:: ASSIGNMENT ::
Every line below should be copied out exactly.

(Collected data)

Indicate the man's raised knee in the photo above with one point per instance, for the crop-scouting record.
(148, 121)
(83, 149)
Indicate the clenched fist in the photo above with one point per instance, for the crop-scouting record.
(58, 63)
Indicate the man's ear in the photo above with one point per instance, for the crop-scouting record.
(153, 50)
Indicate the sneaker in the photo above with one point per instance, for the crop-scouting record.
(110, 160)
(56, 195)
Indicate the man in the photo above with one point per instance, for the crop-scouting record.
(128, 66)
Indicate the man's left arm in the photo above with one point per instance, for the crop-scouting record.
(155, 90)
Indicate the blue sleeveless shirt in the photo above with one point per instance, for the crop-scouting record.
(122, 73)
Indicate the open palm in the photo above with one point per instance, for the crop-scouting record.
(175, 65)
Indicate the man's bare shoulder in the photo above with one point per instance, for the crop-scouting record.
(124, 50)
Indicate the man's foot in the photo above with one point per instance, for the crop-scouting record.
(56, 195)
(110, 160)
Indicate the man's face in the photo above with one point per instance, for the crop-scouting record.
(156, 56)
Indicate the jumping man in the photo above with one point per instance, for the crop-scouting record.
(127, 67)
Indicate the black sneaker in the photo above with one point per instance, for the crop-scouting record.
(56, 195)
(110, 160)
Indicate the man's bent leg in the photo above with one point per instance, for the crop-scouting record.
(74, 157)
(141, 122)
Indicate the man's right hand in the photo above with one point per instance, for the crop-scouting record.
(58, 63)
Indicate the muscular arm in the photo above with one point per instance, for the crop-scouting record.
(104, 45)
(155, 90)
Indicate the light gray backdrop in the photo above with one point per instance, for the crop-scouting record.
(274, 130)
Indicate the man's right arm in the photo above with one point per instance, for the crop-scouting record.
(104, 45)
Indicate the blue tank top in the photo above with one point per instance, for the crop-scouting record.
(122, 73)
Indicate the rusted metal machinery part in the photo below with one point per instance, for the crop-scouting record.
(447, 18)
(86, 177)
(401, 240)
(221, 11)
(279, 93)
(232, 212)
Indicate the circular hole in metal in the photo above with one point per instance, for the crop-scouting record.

:: RESULT ::
Indicate the man's raised knee in the photo above with one point per instance, for the crop-scouting record.
(148, 121)
(83, 149)
Indicate the clenched fist in the photo above with one point per instance, for the crop-scouting record.
(58, 63)
Indicate the man's ear in the photo above with one point per instance, for the crop-scouting record.
(153, 50)
Indicate the sneaker in the photo above with one point per instance, for the crop-scouting record.
(110, 160)
(56, 195)
Indicate the man in the photo above with one point per instance, for the crop-scouting record.
(128, 66)
Indicate the man's left arm in the photo above with one point per instance, for the crop-scouting record.
(155, 90)
Indicate the blue sleeveless shirt in the photo above with one point per instance, for the crop-scouting record.
(122, 73)
Indicate the open palm in the photo above with one point per instance, for the crop-scouting record.
(175, 65)
Indicate the man's bare shoulder in the photo above with one point per instance, for the crop-scouting record.
(124, 50)
Indicate the man's foot in the photo above with one point per instance, for the crop-scouting record.
(56, 195)
(110, 160)
Indicate the man's face in the photo above with one point per instance, for the crop-scouting record.
(156, 56)
Indicate the jumping man in the photo above with one point per instance, for the crop-scouting record.
(127, 67)
Indicate the black sneaker in the photo above with one point per instance, for the crop-scouting record.
(56, 195)
(110, 160)
Indicate the man's bent leg in the photo above with one point per instance, for the crop-scouting record.
(74, 157)
(141, 122)
Indicate the man's right hand in the photo above with one point per instance, for the crop-scouting record.
(58, 63)
Indicate the muscular arm in the photo above with one point per instance, for the crop-scouting record.
(104, 45)
(155, 90)
Indicate the light gray backdrop in the photo above with one point per instance, for the crop-scouting record.
(274, 130)
Indicate the man's right arm in the photo above with one point per instance, for the crop-scouting record.
(104, 45)
Indicate the blue tank top in the photo above with one point per instance, for the crop-scouting record.
(122, 73)
Indicate the rusted metal machinery part in the photo below with one point per instance, for the crop-scouting record.
(447, 18)
(86, 177)
(401, 240)
(221, 11)
(279, 93)
(232, 212)
Indicate the circular hole in metal in the photo above with one point per instance, for the crop-scouting record.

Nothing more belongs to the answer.